══ EXTRACTED DATA ══
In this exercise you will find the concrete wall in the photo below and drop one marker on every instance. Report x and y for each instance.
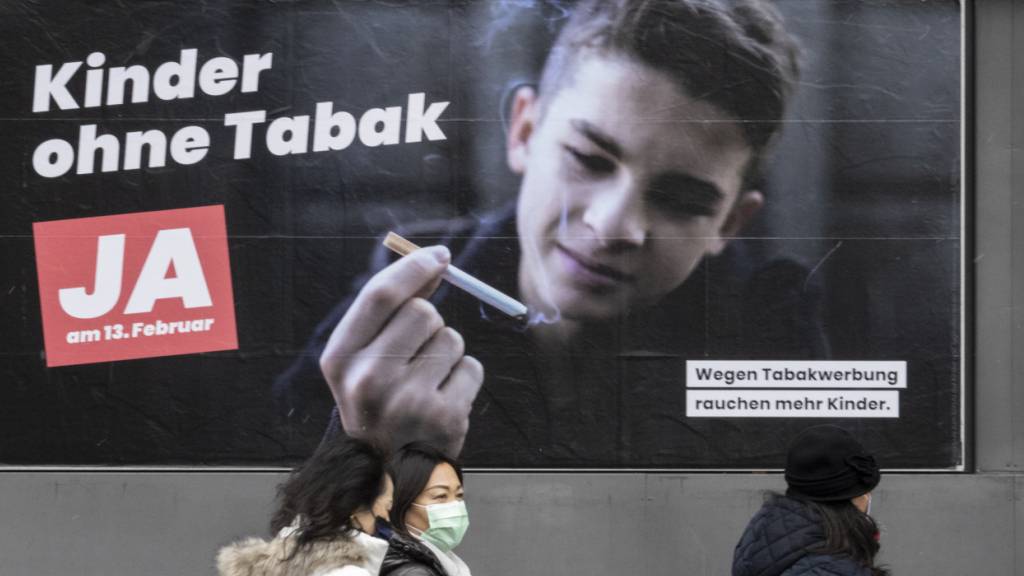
(171, 523)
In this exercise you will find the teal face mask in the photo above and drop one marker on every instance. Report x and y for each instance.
(449, 523)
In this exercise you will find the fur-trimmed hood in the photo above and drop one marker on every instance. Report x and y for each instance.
(256, 557)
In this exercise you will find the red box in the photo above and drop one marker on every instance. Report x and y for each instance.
(136, 285)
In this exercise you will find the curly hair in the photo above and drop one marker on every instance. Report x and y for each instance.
(341, 478)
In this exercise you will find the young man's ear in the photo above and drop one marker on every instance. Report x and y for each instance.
(743, 209)
(523, 115)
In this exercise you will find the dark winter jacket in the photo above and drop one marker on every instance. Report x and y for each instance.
(407, 557)
(778, 542)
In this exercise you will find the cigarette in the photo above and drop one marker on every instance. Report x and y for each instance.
(476, 288)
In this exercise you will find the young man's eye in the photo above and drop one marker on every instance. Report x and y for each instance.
(677, 203)
(592, 162)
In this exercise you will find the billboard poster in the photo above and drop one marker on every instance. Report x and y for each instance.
(647, 235)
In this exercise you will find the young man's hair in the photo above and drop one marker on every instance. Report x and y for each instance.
(733, 54)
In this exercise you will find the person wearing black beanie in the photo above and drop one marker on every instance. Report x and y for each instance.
(822, 526)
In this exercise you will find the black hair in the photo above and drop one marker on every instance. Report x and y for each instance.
(411, 468)
(733, 54)
(341, 478)
(848, 532)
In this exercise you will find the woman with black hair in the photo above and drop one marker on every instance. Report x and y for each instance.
(429, 516)
(822, 526)
(327, 522)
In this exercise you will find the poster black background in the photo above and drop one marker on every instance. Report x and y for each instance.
(864, 190)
═══
STATED PROBLEM: Each record above is to be restated exactly, with its pictures removed from the copy.

FINAL RESULT:
In this exercise you will find the concrete wall in the photo below and drop one marker on every instance. Report x and y for each instance.
(171, 523)
In this exercise you will find the teal face mask in the photo above and drop one marker on every instance. Report x and y for each instance.
(449, 523)
In this exercise you will find the fur-trimmed hood in the photo above and drop one marker on every instance. Report x and y for each instance.
(256, 557)
In this exercise you will find the red box in the photo above and drop one marker on every instance. Report x and y for each instance.
(136, 285)
In this exercise you will find the curly hair in the photo above and drop one marker on every instance. Report x and y for each instance.
(341, 478)
In this exercise you will find the young man's ear in the photo above and drop one marker on every instance. Report x and y for each instance.
(743, 209)
(523, 115)
In this exercise you will find the dark winter jacket in the photo above and drop one marker on every instance. Report x and y for each instance.
(407, 557)
(778, 542)
In this exercise you will find the cigarette in the photo above and drop one marker on every instance. Report x and y for each instance.
(476, 288)
In this exercise you will find the young man's eye in the photo above and drop one marker on every instance. Report x and y for each instance.
(677, 203)
(592, 162)
In this exercise you will find the billboard poster in the photo above and drop one marker on every instance. Report x and y for each instance.
(647, 235)
In this exercise you will find the young man's hair in the photo above and drop one marker on every instance. Report x and y for each instance.
(733, 54)
In this exercise you will find the person wearing black beanie in the photo above and drop one marker on every instance. Report x and y for each instance.
(822, 526)
In this exercise you will find the black hair in the photo above and drop one marker on every instance. Report x and y for each instance.
(411, 468)
(733, 54)
(341, 478)
(848, 532)
In this exercise you will find the woman with black hair in the photo above and drop one marker on every instance. Report x and y for each instance.
(429, 516)
(822, 526)
(327, 522)
In this exercise you will find the poster black background in the photo above and drop one marker on every instance. Report x and y for each instance.
(864, 190)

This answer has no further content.